> [Point annotation dataset records]:
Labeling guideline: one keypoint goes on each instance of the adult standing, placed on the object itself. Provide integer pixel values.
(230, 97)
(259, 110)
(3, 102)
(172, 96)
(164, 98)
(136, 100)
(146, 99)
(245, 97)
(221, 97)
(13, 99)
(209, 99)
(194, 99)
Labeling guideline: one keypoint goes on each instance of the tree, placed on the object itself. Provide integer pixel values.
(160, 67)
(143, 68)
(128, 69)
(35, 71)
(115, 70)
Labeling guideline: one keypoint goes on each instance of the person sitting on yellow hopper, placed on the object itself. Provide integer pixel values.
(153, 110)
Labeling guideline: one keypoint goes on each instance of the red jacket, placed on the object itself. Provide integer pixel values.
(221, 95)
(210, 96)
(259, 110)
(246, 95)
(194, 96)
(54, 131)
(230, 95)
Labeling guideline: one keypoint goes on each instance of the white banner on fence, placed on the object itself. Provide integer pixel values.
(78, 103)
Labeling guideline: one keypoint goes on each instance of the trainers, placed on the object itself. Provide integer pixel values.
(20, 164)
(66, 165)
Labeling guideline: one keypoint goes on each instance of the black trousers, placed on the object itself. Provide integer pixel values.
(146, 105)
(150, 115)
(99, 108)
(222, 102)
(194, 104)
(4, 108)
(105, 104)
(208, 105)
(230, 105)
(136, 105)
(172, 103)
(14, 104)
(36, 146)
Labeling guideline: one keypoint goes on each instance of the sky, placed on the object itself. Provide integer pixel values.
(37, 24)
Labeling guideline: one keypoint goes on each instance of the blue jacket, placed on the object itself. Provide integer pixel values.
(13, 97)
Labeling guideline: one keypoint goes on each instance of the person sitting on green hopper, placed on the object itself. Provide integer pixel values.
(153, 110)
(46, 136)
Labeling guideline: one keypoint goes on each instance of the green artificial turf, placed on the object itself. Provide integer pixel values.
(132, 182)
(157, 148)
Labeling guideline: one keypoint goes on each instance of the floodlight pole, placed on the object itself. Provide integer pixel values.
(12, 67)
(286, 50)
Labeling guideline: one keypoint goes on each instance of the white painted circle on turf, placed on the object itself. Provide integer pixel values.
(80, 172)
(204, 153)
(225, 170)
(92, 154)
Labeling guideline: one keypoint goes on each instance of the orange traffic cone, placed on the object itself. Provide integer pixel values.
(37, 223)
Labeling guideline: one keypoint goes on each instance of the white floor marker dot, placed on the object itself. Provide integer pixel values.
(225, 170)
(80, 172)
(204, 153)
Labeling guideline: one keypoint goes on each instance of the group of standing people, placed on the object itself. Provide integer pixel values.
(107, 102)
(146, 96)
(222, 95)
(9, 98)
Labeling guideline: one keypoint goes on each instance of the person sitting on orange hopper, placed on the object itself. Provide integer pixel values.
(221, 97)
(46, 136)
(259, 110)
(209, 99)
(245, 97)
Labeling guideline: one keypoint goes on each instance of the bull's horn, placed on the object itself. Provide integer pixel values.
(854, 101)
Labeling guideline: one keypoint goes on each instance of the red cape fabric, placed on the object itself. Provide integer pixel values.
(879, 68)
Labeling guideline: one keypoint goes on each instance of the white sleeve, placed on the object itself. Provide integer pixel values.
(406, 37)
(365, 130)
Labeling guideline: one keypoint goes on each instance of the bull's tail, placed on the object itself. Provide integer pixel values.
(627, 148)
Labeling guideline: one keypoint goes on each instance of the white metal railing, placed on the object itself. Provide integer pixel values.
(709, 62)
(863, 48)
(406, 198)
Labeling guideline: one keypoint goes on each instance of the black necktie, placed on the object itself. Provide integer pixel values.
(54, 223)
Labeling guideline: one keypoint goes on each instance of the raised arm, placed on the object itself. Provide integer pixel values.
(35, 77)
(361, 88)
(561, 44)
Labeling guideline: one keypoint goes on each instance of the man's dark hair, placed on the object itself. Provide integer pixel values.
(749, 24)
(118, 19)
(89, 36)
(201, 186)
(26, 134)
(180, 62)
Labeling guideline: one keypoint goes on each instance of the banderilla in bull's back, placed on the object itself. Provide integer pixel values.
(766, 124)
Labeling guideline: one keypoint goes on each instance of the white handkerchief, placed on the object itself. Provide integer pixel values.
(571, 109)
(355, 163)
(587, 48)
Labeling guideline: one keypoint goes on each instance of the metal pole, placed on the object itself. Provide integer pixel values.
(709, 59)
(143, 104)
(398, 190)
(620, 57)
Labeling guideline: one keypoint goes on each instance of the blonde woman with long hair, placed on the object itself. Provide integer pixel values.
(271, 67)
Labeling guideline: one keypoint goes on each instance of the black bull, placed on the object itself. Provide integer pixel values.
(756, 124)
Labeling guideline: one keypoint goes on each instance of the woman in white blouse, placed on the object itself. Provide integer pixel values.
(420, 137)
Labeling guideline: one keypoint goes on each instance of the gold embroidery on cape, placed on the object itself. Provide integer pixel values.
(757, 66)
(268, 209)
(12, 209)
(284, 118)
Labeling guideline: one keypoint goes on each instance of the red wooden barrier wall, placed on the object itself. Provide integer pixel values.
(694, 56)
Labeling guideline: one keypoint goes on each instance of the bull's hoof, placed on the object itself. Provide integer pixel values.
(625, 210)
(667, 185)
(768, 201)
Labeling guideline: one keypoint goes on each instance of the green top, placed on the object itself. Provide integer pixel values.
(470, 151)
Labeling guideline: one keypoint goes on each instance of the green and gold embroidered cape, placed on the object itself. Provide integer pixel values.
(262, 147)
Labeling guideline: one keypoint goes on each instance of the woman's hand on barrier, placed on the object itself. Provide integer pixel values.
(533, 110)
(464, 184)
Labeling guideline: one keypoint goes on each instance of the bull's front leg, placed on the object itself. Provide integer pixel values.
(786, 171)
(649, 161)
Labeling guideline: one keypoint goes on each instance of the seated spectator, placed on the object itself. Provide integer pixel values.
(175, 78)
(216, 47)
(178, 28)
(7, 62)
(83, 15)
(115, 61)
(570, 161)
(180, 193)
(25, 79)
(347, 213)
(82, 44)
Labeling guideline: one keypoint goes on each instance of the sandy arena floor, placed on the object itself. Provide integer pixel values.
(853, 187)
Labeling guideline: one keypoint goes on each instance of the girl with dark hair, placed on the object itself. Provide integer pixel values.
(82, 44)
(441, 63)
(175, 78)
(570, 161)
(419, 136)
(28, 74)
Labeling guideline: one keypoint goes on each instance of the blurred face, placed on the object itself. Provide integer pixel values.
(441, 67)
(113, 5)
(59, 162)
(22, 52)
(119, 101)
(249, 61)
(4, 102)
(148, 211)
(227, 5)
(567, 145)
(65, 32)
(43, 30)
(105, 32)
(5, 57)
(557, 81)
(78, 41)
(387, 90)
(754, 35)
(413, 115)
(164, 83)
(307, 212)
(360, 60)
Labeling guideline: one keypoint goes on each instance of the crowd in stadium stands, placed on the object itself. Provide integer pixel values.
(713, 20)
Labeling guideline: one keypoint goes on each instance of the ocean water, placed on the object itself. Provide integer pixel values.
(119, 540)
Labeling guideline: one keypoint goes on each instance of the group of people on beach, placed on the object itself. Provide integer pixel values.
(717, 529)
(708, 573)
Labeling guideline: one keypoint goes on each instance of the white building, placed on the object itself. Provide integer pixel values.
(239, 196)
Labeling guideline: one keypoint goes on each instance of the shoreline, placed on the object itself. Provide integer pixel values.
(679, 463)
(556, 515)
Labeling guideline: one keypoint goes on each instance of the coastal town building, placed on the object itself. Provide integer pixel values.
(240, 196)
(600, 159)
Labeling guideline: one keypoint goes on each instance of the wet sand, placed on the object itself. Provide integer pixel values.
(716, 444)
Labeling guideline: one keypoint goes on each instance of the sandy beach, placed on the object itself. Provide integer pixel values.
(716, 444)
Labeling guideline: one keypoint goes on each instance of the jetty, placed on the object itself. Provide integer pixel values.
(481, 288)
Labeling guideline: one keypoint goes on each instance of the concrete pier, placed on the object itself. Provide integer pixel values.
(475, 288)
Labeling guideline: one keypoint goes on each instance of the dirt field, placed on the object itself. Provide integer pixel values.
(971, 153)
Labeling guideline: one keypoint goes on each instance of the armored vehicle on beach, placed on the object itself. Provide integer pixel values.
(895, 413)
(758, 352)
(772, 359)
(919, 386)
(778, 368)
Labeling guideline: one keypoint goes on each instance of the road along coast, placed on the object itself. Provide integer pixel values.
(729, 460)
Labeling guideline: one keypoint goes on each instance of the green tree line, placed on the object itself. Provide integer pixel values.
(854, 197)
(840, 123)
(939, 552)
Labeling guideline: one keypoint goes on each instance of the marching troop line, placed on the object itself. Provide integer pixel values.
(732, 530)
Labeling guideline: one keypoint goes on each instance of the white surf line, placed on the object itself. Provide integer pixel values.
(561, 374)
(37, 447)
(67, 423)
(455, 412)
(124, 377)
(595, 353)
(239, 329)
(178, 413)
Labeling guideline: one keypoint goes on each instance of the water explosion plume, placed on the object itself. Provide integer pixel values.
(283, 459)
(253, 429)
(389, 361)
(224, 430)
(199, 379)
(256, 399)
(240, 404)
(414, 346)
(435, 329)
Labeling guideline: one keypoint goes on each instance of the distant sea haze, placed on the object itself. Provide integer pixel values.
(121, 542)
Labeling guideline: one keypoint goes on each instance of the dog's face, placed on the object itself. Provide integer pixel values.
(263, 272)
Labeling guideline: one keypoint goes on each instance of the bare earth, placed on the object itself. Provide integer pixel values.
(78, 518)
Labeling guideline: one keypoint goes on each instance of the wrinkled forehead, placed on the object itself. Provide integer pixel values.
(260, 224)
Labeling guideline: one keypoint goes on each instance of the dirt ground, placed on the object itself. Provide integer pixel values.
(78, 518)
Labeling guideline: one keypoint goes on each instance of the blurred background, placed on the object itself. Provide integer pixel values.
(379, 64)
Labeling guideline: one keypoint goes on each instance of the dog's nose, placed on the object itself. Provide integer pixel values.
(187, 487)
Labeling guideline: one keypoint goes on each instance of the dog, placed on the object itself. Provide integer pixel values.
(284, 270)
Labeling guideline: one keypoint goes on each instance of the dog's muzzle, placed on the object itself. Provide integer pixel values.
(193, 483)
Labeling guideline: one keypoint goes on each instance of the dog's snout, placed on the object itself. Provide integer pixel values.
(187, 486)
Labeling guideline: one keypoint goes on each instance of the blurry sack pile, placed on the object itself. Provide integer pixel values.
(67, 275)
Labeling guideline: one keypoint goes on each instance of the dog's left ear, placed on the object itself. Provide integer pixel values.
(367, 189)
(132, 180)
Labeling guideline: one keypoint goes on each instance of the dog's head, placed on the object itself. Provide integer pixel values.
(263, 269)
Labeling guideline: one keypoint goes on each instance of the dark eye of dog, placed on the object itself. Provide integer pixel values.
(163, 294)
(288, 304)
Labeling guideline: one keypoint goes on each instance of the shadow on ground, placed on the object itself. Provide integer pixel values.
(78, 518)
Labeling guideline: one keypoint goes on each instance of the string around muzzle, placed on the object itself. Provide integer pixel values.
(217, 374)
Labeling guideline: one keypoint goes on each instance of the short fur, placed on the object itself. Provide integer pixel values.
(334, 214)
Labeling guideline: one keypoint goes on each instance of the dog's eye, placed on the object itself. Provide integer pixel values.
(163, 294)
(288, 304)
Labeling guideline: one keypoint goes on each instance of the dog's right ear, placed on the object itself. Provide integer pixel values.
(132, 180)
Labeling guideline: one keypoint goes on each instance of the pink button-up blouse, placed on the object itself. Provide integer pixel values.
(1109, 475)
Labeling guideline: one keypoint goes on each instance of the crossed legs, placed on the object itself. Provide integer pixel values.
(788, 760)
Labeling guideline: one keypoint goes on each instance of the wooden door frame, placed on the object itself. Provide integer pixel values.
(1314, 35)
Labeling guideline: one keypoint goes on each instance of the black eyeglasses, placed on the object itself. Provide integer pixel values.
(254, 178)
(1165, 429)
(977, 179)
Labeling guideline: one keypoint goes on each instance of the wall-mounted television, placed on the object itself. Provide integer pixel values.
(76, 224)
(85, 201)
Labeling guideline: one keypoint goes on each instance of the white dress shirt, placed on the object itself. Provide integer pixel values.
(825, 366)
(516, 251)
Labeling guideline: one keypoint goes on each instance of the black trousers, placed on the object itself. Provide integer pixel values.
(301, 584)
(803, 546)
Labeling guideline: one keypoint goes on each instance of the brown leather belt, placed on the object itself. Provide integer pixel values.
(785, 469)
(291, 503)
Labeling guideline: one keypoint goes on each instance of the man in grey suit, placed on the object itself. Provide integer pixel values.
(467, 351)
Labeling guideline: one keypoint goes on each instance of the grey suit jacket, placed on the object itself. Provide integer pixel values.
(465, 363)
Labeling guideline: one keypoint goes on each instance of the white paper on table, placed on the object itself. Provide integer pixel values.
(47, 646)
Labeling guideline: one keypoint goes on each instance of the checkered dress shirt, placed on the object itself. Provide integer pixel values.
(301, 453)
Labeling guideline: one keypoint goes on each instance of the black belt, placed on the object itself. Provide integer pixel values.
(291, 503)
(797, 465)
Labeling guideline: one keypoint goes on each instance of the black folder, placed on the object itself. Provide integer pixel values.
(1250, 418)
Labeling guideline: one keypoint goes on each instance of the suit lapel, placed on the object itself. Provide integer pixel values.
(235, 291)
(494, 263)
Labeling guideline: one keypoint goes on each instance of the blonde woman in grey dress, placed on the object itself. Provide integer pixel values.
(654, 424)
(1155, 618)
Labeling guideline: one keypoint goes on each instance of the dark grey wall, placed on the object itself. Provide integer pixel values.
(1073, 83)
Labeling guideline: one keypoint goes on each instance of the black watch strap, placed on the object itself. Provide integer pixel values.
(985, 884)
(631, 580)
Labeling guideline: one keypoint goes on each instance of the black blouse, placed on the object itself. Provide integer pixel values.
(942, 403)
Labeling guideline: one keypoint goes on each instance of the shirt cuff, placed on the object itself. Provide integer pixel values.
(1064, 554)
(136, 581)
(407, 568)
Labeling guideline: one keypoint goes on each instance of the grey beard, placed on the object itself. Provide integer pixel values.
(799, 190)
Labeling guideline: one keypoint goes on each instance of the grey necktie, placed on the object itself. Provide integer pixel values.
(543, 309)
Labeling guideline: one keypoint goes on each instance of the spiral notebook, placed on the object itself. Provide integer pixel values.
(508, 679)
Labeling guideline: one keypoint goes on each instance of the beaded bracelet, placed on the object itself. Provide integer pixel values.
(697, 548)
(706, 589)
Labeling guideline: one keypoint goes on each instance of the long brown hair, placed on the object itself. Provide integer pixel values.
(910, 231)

> [Work to be completed]: Rewrite the material from the line that contains "the black watch" through its end, replacing "beaded bracelet" with "silver bracelet" and leaving everything else unchanged. Give only those lines.

> [The completed task]:
Labeling guideline: one keypoint goes on each instance of the black watch strap, placed on the object itself. Provide integer pixel values.
(985, 884)
(631, 580)
Labeling guideline: one keypoint goes on each instance of the black blouse, placed on the object itself. Provide integer pixel values.
(942, 403)
Labeling guideline: one keypoint goes on each instance of the shirt cuff, placed on the object itself. Provide integer pixel values.
(1064, 554)
(136, 581)
(407, 568)
Labeling guideline: one keypoint goes on each instance of the grey beard, placed on the object itself. Provide integer pixel values.
(799, 190)
Labeling guideline: one keypoint goes on each instance of the grey necktie, placed on the object itself. Provide integer pixel values.
(543, 309)
Labeling guideline: one keypoint goes on each instance of the spiral notebook, placed on the object itself. Provide integer pixel values.
(508, 679)
Labeling guideline: one keypoint goes on each instance of the silver bracelet, placed on the object itself. Provide integer pixel values.
(697, 548)
(706, 589)
Labeling guideline: one keypoint goes on each instance of the long brown hair, placed on the object itself. Provide integer pixel values.
(910, 231)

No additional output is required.